What is asked –
Take the line that contains "Where can the rocky" and each line after it in the material below, and transcribe them exactly, stopping at the end.

◇ ◇ ◇ ◇

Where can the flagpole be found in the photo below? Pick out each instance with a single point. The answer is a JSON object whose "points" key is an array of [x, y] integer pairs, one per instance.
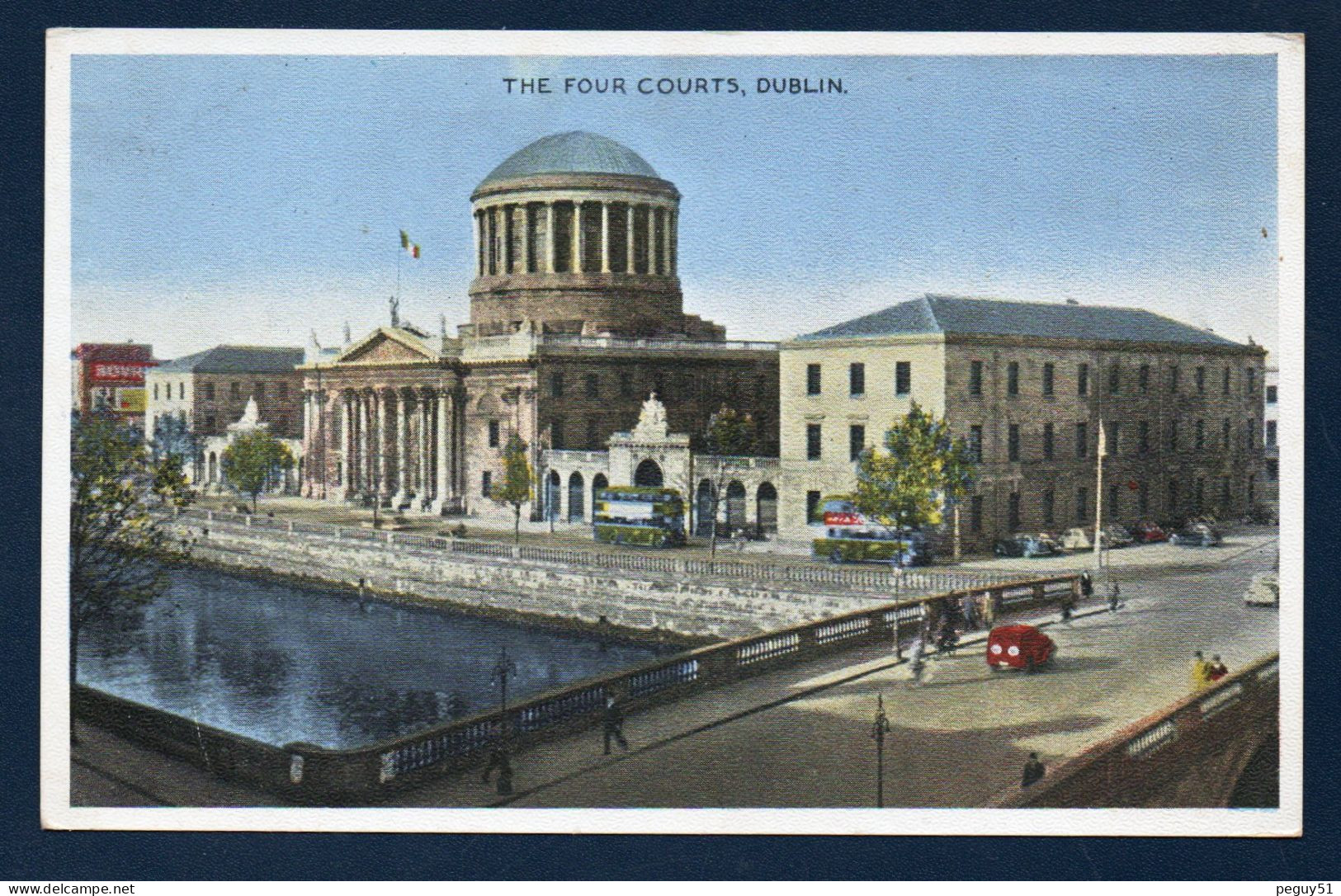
{"points": [[1098, 495]]}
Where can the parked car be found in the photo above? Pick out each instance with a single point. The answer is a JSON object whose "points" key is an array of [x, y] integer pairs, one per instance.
{"points": [[1195, 535], [1019, 647], [1117, 537], [1077, 540], [1265, 591], [1147, 531], [1025, 546]]}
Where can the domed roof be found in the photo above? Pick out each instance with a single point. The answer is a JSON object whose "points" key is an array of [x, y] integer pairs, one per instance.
{"points": [[575, 152]]}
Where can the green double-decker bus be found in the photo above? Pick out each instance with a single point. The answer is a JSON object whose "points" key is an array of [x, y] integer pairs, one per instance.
{"points": [[639, 516]]}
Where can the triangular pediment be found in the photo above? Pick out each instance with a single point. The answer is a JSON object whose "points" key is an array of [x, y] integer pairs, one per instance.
{"points": [[388, 345]]}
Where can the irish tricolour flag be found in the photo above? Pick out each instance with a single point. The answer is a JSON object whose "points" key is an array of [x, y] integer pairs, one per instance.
{"points": [[409, 247]]}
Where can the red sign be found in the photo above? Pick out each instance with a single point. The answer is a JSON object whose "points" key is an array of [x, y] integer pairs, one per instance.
{"points": [[105, 372]]}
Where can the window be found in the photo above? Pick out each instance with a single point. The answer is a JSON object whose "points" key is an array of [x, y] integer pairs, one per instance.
{"points": [[811, 379], [815, 443], [856, 441]]}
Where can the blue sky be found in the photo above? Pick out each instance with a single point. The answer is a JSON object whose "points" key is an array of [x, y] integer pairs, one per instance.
{"points": [[251, 199]]}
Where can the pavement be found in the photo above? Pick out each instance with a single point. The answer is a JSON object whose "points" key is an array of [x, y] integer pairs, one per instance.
{"points": [[800, 735]]}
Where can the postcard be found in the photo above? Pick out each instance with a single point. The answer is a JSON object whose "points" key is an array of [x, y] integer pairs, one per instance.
{"points": [[673, 432]]}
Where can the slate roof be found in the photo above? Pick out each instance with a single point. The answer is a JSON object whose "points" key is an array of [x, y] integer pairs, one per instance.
{"points": [[952, 314], [568, 153], [236, 358]]}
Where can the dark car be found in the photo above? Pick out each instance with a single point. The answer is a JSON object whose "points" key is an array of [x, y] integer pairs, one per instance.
{"points": [[1197, 535], [1147, 531], [1021, 647]]}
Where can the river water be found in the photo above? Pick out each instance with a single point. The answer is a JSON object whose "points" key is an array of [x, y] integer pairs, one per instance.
{"points": [[282, 663]]}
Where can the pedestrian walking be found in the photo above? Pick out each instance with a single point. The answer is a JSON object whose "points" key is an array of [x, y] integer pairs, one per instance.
{"points": [[613, 726], [1201, 671], [1034, 770]]}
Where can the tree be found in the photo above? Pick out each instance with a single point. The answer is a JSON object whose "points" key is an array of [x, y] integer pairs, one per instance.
{"points": [[922, 469], [117, 548], [253, 460], [730, 435], [515, 487]]}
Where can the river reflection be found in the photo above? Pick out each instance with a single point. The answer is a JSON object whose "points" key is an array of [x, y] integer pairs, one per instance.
{"points": [[282, 663]]}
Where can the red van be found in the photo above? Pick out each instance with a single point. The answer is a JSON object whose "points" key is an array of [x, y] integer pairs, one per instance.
{"points": [[1021, 647]]}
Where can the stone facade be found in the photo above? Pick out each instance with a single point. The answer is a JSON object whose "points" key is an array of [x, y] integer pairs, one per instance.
{"points": [[1183, 424]]}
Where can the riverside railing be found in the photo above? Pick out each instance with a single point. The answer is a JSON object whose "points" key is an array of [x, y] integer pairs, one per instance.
{"points": [[1139, 762], [311, 774], [873, 578]]}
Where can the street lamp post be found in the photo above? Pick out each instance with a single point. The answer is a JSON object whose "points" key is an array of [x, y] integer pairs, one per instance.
{"points": [[504, 667], [879, 733]]}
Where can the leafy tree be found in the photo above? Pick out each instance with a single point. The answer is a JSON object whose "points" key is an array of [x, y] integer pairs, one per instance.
{"points": [[922, 469], [730, 435], [117, 549], [515, 486], [253, 460]]}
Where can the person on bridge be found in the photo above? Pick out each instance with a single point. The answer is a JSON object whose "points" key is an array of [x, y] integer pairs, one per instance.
{"points": [[1034, 770], [613, 724]]}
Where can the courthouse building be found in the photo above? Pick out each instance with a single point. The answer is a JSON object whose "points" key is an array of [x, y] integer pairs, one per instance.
{"points": [[577, 317], [1027, 384]]}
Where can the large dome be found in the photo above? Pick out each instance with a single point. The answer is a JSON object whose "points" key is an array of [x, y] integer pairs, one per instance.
{"points": [[574, 152]]}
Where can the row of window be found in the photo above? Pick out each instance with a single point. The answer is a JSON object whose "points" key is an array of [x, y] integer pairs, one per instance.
{"points": [[235, 390], [857, 379], [1081, 441], [1122, 502]]}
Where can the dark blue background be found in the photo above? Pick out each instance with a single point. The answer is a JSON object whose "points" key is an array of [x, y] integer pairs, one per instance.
{"points": [[30, 853]]}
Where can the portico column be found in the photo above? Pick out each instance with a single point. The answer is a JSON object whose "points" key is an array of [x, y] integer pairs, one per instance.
{"points": [[549, 238], [628, 233], [440, 491], [577, 238], [652, 239], [605, 238]]}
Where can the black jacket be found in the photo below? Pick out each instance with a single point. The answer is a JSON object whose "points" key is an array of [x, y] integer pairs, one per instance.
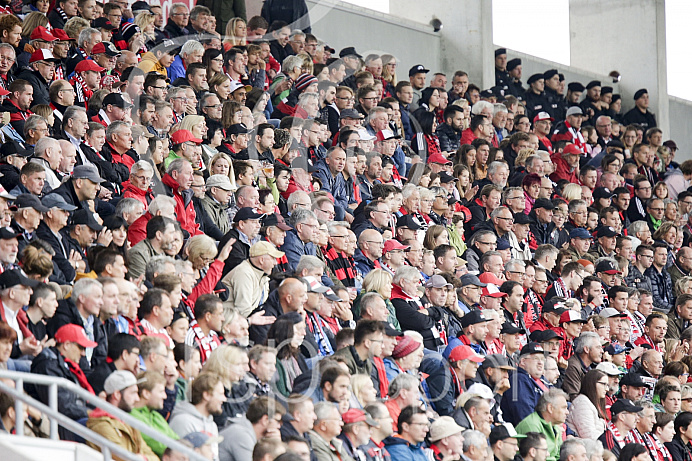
{"points": [[67, 313], [51, 363], [10, 176], [173, 30], [40, 86], [62, 254]]}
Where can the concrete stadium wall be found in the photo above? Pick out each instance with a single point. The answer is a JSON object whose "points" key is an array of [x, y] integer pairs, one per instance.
{"points": [[341, 24], [680, 116]]}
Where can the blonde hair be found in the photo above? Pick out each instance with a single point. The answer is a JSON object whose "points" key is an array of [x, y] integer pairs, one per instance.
{"points": [[220, 358], [143, 20], [32, 21], [189, 121], [200, 245], [571, 192], [307, 66], [222, 156], [389, 78], [358, 382], [231, 39], [523, 155], [376, 280]]}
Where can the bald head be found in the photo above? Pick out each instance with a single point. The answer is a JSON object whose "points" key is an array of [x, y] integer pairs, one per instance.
{"points": [[370, 243], [292, 295]]}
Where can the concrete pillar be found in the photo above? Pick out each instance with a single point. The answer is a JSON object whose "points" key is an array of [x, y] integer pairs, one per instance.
{"points": [[467, 34], [627, 36]]}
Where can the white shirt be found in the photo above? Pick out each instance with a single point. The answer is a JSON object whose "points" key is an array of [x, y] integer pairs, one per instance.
{"points": [[11, 317]]}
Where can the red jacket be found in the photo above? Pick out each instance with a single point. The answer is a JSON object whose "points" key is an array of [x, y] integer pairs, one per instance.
{"points": [[184, 209], [137, 231], [562, 170], [144, 196], [22, 320]]}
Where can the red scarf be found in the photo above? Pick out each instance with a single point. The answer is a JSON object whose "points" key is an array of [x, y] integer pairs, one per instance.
{"points": [[79, 374], [381, 376]]}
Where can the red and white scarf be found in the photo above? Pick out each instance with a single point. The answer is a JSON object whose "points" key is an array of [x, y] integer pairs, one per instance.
{"points": [[81, 89]]}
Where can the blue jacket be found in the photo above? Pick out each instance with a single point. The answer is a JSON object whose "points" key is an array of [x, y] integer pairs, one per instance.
{"points": [[334, 185], [295, 248], [406, 121], [177, 69], [402, 450], [363, 264], [521, 398]]}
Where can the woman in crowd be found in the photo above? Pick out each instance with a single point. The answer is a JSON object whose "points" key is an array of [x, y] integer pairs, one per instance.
{"points": [[287, 333], [588, 414]]}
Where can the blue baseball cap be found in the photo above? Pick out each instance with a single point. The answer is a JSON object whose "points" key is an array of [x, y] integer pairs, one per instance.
{"points": [[580, 233]]}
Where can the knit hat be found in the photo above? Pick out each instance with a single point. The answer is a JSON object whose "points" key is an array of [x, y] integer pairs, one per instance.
{"points": [[404, 347], [129, 30], [304, 81]]}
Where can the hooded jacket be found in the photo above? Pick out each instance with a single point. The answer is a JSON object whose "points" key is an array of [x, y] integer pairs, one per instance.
{"points": [[151, 63], [186, 418], [408, 312], [50, 362], [116, 431], [67, 313], [403, 450], [184, 209]]}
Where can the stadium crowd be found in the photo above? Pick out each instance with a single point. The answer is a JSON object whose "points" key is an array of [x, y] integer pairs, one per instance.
{"points": [[268, 250]]}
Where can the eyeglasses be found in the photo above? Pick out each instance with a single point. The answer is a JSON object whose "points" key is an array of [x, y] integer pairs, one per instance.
{"points": [[329, 213]]}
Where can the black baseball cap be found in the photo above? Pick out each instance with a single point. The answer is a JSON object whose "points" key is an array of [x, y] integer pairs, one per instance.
{"points": [[532, 348], [541, 336], [472, 318], [521, 218], [11, 147], [14, 277], [117, 100], [30, 201], [349, 51], [470, 279], [543, 203], [86, 217], [7, 233], [508, 328], [633, 380], [408, 222], [624, 405], [389, 330], [417, 69], [497, 361], [246, 213]]}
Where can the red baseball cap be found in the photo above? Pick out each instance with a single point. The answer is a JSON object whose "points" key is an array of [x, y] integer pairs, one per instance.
{"points": [[41, 33], [61, 35], [42, 55], [489, 277], [493, 291], [182, 136], [543, 116], [356, 415], [464, 352], [571, 149], [571, 316], [439, 158], [392, 244], [384, 135], [73, 334], [87, 65]]}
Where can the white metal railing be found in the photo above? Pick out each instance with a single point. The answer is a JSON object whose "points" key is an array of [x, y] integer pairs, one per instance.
{"points": [[56, 419]]}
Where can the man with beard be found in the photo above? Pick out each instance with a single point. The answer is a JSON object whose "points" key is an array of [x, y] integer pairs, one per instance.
{"points": [[206, 400], [449, 133], [121, 390], [160, 236]]}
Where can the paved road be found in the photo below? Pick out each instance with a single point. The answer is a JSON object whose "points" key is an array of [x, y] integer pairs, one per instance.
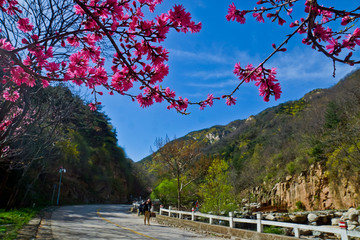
{"points": [[111, 222]]}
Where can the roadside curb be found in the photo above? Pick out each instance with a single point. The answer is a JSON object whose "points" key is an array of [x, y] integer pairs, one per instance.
{"points": [[38, 227]]}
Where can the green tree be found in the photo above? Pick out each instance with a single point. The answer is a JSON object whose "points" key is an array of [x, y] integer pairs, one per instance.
{"points": [[332, 118], [216, 191], [166, 192], [180, 159]]}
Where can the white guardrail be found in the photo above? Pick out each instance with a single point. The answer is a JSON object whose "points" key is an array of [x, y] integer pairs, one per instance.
{"points": [[342, 232]]}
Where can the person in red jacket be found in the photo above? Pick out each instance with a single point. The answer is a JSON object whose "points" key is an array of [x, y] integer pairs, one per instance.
{"points": [[147, 211]]}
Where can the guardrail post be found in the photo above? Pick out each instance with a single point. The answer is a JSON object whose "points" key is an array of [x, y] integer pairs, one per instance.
{"points": [[259, 226], [231, 219], [297, 232]]}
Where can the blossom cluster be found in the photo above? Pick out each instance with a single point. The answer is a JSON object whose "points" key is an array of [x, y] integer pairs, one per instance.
{"points": [[317, 27], [264, 78], [139, 59]]}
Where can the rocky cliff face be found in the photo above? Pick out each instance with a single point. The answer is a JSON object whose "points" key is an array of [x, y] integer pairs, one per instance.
{"points": [[314, 189]]}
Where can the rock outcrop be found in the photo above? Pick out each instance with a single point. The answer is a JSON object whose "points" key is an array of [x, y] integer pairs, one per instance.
{"points": [[313, 189]]}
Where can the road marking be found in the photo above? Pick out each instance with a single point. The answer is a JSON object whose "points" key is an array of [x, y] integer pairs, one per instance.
{"points": [[125, 228]]}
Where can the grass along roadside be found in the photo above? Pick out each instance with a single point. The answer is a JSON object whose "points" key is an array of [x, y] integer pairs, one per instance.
{"points": [[12, 221]]}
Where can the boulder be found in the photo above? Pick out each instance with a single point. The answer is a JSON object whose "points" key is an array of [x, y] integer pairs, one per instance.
{"points": [[351, 227], [339, 214], [312, 217], [335, 221], [270, 217], [352, 214], [298, 218]]}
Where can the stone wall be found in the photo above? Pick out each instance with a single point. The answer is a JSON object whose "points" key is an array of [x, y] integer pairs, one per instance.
{"points": [[314, 189], [220, 231]]}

◇ ◇ ◇ ◇

Full answer –
Where can the rocky cliff face be found in the photo above? Pick out each instance with a single point. The answer is a JSON object whose "points" key is an array of [x, y] integer pairs, one per instance.
{"points": [[314, 189]]}
Where can the rock outcrop be found in the photo above? Pick out each instance with a single point. The answer is a JSON object whose "points" key is an array of [x, y] integer pairs, one per instance.
{"points": [[313, 189]]}
Where can the road marking be found in the photo above? Pick out each instance with a single point. The answer is a JSON object whose "points" key is an array of [x, y] integer pairs, one per instance.
{"points": [[125, 228]]}
Where can the grass along roadside be found in the photo above? Pick out each instance with a single point. The answer is a JSON object whose "points" key is an array of [x, y] integer pairs, one per instance.
{"points": [[12, 221]]}
Where can the boulder be found in the photo above? Pick out each instance with a single point. The answer is a JSON object whose "points" key is an array of [x, y] integer pairs, one per instance.
{"points": [[351, 227], [339, 214], [312, 217], [335, 221], [270, 217], [352, 214], [298, 218]]}
Where can the stone wall be found in the photo above? Pick out each instance with a single point. The answer is a JSON object whose "points" key is an array of [x, y] integer pairs, one per instance.
{"points": [[314, 189], [220, 231]]}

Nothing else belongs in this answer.